Given request
Copy every one of the records below verbatim and omit the pictures.
______________________________
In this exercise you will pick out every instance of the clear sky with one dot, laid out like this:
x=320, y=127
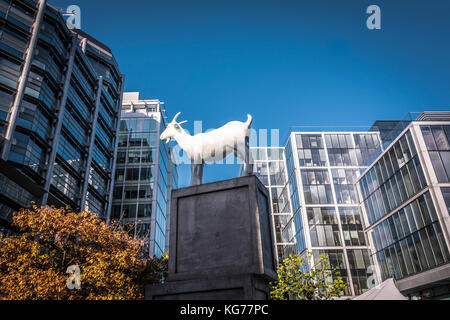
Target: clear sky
x=286, y=62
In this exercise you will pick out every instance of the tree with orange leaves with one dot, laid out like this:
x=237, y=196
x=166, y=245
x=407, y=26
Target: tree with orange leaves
x=61, y=254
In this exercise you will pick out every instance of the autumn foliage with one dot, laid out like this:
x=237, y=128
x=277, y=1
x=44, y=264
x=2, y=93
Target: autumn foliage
x=34, y=263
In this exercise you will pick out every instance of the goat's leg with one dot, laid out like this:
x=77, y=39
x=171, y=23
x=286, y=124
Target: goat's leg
x=242, y=152
x=196, y=173
x=248, y=167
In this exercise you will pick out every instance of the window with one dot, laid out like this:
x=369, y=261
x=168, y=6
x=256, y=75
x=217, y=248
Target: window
x=324, y=227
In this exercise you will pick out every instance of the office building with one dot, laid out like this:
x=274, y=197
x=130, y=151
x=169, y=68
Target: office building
x=60, y=97
x=405, y=198
x=145, y=174
x=314, y=201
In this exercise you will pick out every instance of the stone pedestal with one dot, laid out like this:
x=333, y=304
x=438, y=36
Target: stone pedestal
x=221, y=243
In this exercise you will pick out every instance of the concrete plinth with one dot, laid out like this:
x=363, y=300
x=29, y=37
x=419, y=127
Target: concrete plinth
x=221, y=243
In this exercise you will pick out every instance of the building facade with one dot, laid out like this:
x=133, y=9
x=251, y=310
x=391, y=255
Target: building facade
x=314, y=200
x=405, y=198
x=60, y=97
x=145, y=174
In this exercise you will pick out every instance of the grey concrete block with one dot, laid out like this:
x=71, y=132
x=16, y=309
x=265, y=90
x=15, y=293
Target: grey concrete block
x=220, y=230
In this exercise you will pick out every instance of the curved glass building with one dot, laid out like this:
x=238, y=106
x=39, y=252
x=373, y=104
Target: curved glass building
x=60, y=99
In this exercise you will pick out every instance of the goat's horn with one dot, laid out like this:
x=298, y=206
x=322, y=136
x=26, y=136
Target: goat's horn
x=176, y=116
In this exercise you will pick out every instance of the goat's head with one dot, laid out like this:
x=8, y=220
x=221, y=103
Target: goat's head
x=172, y=129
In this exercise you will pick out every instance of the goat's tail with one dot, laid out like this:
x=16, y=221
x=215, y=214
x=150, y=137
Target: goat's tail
x=249, y=121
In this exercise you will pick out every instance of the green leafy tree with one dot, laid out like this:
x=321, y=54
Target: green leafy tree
x=301, y=279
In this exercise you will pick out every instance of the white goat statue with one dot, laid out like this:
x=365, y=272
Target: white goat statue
x=211, y=146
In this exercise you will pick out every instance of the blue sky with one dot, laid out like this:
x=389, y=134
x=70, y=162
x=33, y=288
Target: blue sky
x=288, y=63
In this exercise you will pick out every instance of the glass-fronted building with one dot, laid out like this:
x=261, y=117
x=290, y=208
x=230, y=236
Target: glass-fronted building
x=405, y=199
x=145, y=174
x=314, y=200
x=60, y=96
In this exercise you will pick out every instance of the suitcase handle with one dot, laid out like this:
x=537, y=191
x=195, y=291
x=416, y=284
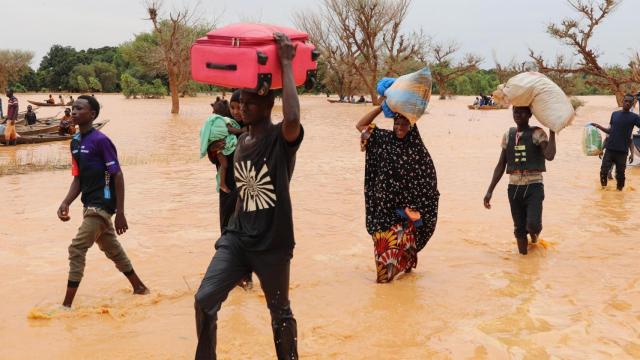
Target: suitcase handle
x=226, y=67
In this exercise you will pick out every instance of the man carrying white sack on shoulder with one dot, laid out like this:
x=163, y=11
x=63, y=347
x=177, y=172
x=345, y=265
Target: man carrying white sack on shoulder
x=525, y=150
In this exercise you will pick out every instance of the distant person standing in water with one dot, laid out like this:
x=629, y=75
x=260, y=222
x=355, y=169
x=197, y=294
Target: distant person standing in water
x=525, y=150
x=30, y=116
x=97, y=176
x=619, y=142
______________________________
Correct response
In this exercise you will pick out every instance of the clear sky with one dot, laid out like this:
x=320, y=127
Target: clear sky
x=286, y=62
In this exercise you will pick out every instance of the tree with orange leaves with one dot, laid out like this:
x=237, y=196
x=166, y=245
x=407, y=26
Target: tree with orange leaves
x=61, y=254
In this exercise you will pick out every instance of the autumn foliage with one dot, laid out like this:
x=237, y=128
x=277, y=1
x=44, y=264
x=2, y=93
Target: autumn foliage
x=34, y=263
In this exercise you will pick out every instance of the goat's leg with one dot, laid out like this:
x=77, y=39
x=171, y=23
x=286, y=124
Target: goat's leg
x=242, y=152
x=196, y=173
x=248, y=167
In this exercise you will pick out every instance of the window with one dot, laid out like this:
x=369, y=261
x=168, y=6
x=256, y=75
x=217, y=248
Target: window
x=324, y=227
In this exercise you will pick out every instance of the office building with one dot, laid out like this:
x=274, y=197
x=130, y=151
x=169, y=68
Target: office building
x=60, y=97
x=405, y=198
x=145, y=174
x=314, y=201
In this exercise you will pick out every instance of the stone pedestal with one dot, laid out like this:
x=333, y=304
x=438, y=36
Target: stone pedestal
x=221, y=243
In this exercise you will pick out every instance of the concrete plinth with one dot, laid out like this:
x=363, y=300
x=29, y=37
x=419, y=127
Target: concrete plinth
x=221, y=243
In this exercise you will pick out every instance of the building facade with one dot, laid out like this:
x=133, y=9
x=251, y=310
x=391, y=255
Target: building facade
x=314, y=200
x=405, y=198
x=60, y=97
x=145, y=174
In this exercise you will pick out every instance of the grey concrete block with one dot, laid out like this:
x=71, y=132
x=16, y=309
x=265, y=90
x=15, y=293
Target: grey concrete block
x=220, y=230
In this exercise you will pick out every instance of the curved glass building with one dot, laid out like this:
x=238, y=106
x=39, y=252
x=373, y=104
Target: curved glass building
x=60, y=99
In this exercise you will pick out every instance of the goat's horn with one dot, laid out like this:
x=298, y=206
x=322, y=136
x=26, y=136
Target: goat's horn
x=176, y=116
In this exercise you will pick out every instance of the goat's head with one dot, laid out like this:
x=8, y=220
x=221, y=103
Target: goat's head
x=172, y=129
In this exercise you will pick out every instance of the goat's tail with one dot, laid out like this:
x=16, y=221
x=215, y=214
x=150, y=137
Target: goat's tail
x=249, y=121
In this exercise you will pick out every instance of the green leafy tree with one dot, laid out like this:
x=321, y=54
Target: green leafy tree
x=301, y=279
In this exercise you will pick out every instance of the white goat statue with one dot, laid out like this:
x=365, y=272
Target: white goat statue
x=211, y=146
In this exercise you will pick out every instance of the blue sky with one dot, laid out like this:
x=389, y=134
x=70, y=162
x=33, y=288
Target: blue sky
x=288, y=63
In this exercise you will pick out every instance of the glass-fronted building with one dot, laid out like this:
x=261, y=117
x=290, y=208
x=230, y=236
Target: glass-fronted building
x=405, y=199
x=145, y=174
x=314, y=200
x=60, y=96
In this exercise you will pick out every instance of the suitcase handle with one dot, laid out like this:
x=537, y=191
x=195, y=291
x=416, y=284
Target: suitcase handle
x=226, y=67
In this exercise you will pick out every instance of the man carrying white sack on shoulder with one dot, laid out like this:
x=163, y=11
x=63, y=347
x=177, y=172
x=345, y=265
Target: man carrying white sack on shoulder
x=525, y=150
In this exercise you will pick out every instance of the distant person standing in water with one dot, laid out like this:
x=629, y=75
x=260, y=222
x=355, y=169
x=197, y=294
Target: distant person standing in water
x=525, y=150
x=30, y=116
x=97, y=176
x=619, y=142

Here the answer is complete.